** begin Extracted records **

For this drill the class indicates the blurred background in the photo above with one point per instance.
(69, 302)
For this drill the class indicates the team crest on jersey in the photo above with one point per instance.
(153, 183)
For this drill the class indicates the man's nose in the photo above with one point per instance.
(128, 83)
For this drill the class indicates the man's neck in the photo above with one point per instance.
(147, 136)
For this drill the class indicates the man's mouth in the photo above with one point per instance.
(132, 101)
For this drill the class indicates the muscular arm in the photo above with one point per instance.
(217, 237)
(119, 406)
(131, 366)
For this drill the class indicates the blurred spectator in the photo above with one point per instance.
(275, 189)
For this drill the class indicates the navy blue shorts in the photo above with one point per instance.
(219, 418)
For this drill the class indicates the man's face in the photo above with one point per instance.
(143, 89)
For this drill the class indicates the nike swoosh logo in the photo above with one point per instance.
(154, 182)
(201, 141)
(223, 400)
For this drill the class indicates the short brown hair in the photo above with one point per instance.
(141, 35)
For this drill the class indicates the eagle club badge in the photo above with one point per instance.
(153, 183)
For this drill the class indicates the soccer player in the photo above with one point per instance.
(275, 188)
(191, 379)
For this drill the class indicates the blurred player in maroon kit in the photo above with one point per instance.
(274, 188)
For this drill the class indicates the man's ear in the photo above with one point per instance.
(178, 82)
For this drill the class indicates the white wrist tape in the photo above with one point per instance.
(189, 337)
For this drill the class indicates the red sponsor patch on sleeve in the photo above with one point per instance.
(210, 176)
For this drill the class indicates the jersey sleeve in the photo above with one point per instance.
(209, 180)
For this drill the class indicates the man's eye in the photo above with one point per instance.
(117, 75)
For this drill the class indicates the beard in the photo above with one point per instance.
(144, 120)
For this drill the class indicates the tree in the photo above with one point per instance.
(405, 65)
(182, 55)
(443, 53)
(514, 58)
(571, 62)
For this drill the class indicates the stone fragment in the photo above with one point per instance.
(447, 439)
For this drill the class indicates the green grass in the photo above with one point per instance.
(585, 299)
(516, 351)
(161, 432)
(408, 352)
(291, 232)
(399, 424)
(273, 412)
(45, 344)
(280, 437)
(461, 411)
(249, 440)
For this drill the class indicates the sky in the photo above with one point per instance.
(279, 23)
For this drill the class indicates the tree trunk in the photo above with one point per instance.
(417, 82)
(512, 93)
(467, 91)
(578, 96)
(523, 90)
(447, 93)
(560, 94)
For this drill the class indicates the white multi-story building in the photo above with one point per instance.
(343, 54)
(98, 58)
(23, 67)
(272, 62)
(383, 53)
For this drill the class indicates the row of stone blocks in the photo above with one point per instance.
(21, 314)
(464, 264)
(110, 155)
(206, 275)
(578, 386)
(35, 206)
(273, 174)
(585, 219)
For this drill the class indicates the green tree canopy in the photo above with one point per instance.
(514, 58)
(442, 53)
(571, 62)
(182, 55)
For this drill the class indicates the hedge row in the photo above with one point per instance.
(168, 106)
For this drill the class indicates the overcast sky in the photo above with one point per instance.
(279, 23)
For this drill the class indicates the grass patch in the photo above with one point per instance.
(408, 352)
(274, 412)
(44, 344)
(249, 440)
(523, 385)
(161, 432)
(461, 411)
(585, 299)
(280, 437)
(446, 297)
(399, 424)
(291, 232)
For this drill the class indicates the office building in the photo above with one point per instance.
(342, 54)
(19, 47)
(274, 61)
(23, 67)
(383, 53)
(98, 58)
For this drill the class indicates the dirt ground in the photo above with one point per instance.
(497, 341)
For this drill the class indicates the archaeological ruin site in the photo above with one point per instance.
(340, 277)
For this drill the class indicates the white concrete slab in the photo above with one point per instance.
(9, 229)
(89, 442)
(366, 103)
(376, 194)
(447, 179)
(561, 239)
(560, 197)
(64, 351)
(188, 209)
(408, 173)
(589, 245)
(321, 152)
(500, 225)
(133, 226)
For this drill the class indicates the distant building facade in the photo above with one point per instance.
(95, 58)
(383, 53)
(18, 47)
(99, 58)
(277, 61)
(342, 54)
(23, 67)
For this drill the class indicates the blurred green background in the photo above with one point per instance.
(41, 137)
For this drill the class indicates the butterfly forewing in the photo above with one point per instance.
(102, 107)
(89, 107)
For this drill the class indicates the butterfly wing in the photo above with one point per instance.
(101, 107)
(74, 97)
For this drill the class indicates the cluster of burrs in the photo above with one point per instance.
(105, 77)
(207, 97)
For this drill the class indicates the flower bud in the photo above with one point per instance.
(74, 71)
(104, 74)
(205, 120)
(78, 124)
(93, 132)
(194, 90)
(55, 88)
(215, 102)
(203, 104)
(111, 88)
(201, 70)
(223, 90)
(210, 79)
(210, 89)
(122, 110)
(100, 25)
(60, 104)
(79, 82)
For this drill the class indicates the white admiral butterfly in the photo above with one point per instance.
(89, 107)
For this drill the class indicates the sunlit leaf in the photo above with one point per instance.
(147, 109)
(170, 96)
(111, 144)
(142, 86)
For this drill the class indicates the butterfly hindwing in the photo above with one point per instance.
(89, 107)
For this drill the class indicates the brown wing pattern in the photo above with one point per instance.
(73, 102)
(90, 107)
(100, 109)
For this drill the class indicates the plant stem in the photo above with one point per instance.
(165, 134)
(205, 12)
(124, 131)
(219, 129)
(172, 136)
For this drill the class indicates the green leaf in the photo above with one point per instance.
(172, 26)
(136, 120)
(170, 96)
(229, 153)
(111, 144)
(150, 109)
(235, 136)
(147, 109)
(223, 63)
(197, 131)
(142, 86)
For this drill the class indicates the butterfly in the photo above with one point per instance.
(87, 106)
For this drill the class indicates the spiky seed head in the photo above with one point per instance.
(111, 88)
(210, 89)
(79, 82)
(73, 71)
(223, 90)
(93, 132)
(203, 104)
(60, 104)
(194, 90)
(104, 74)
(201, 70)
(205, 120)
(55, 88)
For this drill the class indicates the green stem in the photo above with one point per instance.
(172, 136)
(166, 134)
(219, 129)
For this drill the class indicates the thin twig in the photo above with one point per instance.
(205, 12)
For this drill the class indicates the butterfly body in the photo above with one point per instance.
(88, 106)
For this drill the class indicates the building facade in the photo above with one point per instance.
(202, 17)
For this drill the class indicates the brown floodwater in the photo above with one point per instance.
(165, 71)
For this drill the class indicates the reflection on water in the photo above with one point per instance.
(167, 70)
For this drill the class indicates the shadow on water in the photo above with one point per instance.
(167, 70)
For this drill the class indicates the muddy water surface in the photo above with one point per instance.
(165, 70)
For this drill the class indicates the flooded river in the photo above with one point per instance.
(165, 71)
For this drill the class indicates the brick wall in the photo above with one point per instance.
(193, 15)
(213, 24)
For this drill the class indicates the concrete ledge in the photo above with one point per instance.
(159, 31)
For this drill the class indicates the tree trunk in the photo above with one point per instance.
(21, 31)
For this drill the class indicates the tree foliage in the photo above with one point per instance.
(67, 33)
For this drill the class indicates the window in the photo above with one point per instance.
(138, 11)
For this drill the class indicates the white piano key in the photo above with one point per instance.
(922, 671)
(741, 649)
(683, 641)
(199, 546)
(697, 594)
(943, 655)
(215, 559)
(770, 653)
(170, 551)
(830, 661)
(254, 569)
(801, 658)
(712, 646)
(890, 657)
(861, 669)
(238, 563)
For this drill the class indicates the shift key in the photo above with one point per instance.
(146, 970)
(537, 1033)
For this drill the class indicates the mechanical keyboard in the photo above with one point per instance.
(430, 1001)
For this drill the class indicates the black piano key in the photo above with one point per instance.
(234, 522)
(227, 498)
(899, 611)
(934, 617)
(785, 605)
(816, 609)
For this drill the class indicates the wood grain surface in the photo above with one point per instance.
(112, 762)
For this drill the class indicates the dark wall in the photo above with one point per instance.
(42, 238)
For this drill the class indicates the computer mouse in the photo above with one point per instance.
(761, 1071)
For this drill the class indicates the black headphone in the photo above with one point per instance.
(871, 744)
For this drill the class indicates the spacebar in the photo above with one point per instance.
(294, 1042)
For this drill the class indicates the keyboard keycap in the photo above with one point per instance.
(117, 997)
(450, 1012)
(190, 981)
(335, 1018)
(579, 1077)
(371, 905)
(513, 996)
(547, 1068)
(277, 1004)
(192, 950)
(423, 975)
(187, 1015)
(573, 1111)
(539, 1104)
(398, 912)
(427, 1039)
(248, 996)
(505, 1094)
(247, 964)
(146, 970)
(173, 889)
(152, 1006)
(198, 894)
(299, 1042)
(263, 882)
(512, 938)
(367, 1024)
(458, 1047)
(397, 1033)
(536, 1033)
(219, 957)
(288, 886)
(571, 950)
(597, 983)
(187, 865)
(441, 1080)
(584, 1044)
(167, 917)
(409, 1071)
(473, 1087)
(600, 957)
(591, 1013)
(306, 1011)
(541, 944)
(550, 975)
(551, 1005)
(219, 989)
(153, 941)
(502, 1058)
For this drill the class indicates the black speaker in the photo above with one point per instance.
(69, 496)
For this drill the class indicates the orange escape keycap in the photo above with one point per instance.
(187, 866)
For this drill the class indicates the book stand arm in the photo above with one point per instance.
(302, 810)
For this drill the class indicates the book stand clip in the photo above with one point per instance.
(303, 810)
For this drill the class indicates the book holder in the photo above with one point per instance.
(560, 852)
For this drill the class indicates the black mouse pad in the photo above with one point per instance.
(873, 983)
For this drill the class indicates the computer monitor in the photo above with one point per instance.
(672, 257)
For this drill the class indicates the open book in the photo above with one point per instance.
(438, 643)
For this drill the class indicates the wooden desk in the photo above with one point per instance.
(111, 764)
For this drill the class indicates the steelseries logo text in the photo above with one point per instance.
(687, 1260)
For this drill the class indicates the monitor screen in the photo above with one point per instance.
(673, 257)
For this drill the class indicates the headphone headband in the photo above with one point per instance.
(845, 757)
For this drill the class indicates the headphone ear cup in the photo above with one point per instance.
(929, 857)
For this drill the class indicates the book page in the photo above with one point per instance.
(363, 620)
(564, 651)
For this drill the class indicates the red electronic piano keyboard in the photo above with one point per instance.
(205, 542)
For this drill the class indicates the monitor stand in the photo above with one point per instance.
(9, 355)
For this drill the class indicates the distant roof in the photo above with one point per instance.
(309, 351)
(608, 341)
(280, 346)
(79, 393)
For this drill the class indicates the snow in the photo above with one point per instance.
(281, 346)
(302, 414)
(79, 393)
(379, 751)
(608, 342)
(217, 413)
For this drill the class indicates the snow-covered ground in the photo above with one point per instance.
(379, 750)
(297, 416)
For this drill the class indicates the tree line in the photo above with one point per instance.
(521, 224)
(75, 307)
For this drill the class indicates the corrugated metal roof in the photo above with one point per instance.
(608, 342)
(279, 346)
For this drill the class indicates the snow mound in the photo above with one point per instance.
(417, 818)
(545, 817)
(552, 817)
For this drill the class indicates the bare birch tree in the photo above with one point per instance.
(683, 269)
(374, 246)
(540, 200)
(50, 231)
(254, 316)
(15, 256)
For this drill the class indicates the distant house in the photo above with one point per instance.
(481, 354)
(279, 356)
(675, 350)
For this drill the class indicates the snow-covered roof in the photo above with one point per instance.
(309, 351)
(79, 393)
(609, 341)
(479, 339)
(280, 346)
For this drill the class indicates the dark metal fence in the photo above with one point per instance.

** end Extracted records **

*Objective*: Return the lines above, from the one containing "For this drill the class indicates the wooden" to the end, exactly as they stand.

*Response for this exercise*:
For this drill the class indicates the wooden desk in the photo above with one point per instance.
(111, 764)
For this drill the class indicates the steelseries logo text in the photo above with one point per instance.
(687, 1260)
For this drill the class indicates the monitor screen in the photo above with one point per instance.
(673, 257)
For this drill the class indicates the headphone headband in the photo above with one point per instance.
(845, 757)
For this drill the class indicates the headphone ear cup in the photo above with one point per instance.
(929, 857)
For this drill the class indicates the book page in the photo above with one point per instance.
(363, 620)
(564, 651)
For this drill the class indicates the red electronic piano keyboard in the photo above with one point per instance.
(205, 542)
For this drill the class indicates the monitor stand in the photo above with one point per instance.
(9, 355)
For this drill the class indicates the distant roof in the photo above with one point per instance.
(309, 351)
(608, 341)
(280, 346)
(79, 393)
For this drill the class indicates the snow in the photo above with one point per instance.
(281, 346)
(302, 414)
(79, 393)
(379, 751)
(608, 342)
(217, 413)
For this drill the class indicates the snow-covered ground in the photo above with one point per instance.
(379, 750)
(297, 416)
For this drill the class indicates the tree line in the photo above with one point per instance.
(521, 224)
(75, 307)
For this drill the class indicates the corrugated metal roof in the photo above with one point per instance.
(608, 342)
(279, 346)
For this drill the class indicates the snow mound in the photo above with one point per instance.
(417, 818)
(545, 817)
(552, 817)
For this drill the class indicates the bare birch tree in the photo above with one point per instance.
(683, 269)
(374, 246)
(540, 200)
(50, 231)
(254, 316)
(15, 256)
For this drill the class indicates the distant house in the photo above with one point per instance.
(481, 354)
(279, 356)
(675, 350)
For this drill the class indicates the snow-covered roof in the photo above with one point per instance.
(309, 351)
(79, 393)
(609, 341)
(479, 339)
(280, 346)
For this drill the class indicates the dark metal fence in the photo above with one point per instance.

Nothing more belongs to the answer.